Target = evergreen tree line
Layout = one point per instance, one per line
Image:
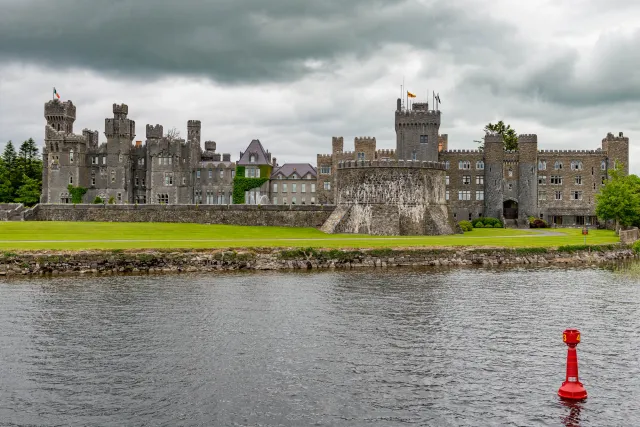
(21, 174)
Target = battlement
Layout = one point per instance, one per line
(392, 163)
(461, 151)
(528, 138)
(57, 108)
(154, 131)
(571, 152)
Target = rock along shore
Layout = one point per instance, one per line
(167, 261)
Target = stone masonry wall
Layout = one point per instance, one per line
(266, 215)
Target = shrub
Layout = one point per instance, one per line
(466, 225)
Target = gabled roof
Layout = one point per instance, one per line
(255, 147)
(288, 169)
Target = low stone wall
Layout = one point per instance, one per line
(629, 236)
(115, 262)
(273, 215)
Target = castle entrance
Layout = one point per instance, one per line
(510, 209)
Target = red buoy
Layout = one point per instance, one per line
(572, 388)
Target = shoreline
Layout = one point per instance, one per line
(109, 262)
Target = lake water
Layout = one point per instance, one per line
(365, 348)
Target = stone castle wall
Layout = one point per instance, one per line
(266, 215)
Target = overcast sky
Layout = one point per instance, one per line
(294, 73)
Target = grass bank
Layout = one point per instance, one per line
(35, 235)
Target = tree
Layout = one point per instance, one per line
(509, 135)
(619, 199)
(29, 192)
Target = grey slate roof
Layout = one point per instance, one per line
(255, 147)
(301, 169)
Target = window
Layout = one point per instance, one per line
(168, 178)
(464, 195)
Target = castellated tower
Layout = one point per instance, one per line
(120, 132)
(493, 175)
(527, 176)
(417, 132)
(617, 148)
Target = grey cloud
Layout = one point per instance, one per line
(235, 41)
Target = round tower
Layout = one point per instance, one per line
(417, 133)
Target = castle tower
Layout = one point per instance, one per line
(617, 148)
(527, 176)
(493, 175)
(60, 115)
(417, 132)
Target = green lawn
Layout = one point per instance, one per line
(113, 235)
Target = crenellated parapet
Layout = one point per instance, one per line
(391, 163)
(155, 132)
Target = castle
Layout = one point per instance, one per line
(558, 186)
(428, 185)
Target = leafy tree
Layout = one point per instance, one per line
(509, 135)
(29, 192)
(619, 199)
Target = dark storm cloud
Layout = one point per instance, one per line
(236, 41)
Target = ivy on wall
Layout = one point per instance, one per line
(76, 193)
(242, 183)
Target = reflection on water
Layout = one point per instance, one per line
(376, 348)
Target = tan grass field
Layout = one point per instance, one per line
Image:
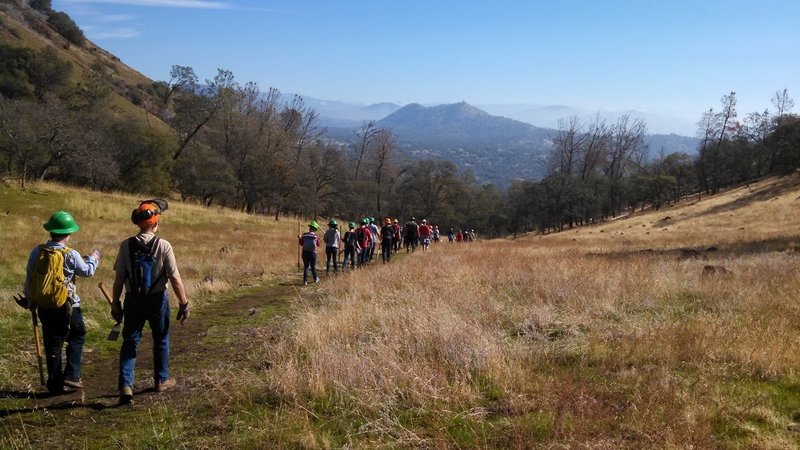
(608, 336)
(601, 337)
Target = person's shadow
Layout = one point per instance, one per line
(97, 404)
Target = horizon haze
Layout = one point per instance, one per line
(672, 60)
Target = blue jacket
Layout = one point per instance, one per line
(74, 264)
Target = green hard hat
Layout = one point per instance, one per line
(61, 222)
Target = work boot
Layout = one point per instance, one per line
(73, 383)
(125, 395)
(166, 385)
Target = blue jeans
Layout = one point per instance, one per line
(332, 254)
(153, 309)
(59, 326)
(309, 261)
(349, 257)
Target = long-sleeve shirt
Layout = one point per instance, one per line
(74, 264)
(310, 242)
(332, 237)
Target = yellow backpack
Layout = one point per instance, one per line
(48, 288)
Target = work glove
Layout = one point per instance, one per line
(22, 301)
(183, 312)
(116, 311)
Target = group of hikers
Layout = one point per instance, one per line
(145, 264)
(361, 240)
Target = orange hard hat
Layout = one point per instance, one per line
(146, 214)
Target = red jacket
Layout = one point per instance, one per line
(424, 230)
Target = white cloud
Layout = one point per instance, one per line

## [EXERCISE BRIEF]
Could you write out the lines again, starting at the one that contains "Target = orange hard hat" and stopping after the last line above, requests included, with every coordinate in the answers multiplied by 1.85 and rounded to a whole number (halves rounded up)?

## [REPLY]
Target = orange hard hat
Layout = one point per instance, one per line
(270, 396)
Target = red jacket
Layout = one point per instance, one per line
(784, 426)
Target = white cloud
Layout = one point per instance, one per line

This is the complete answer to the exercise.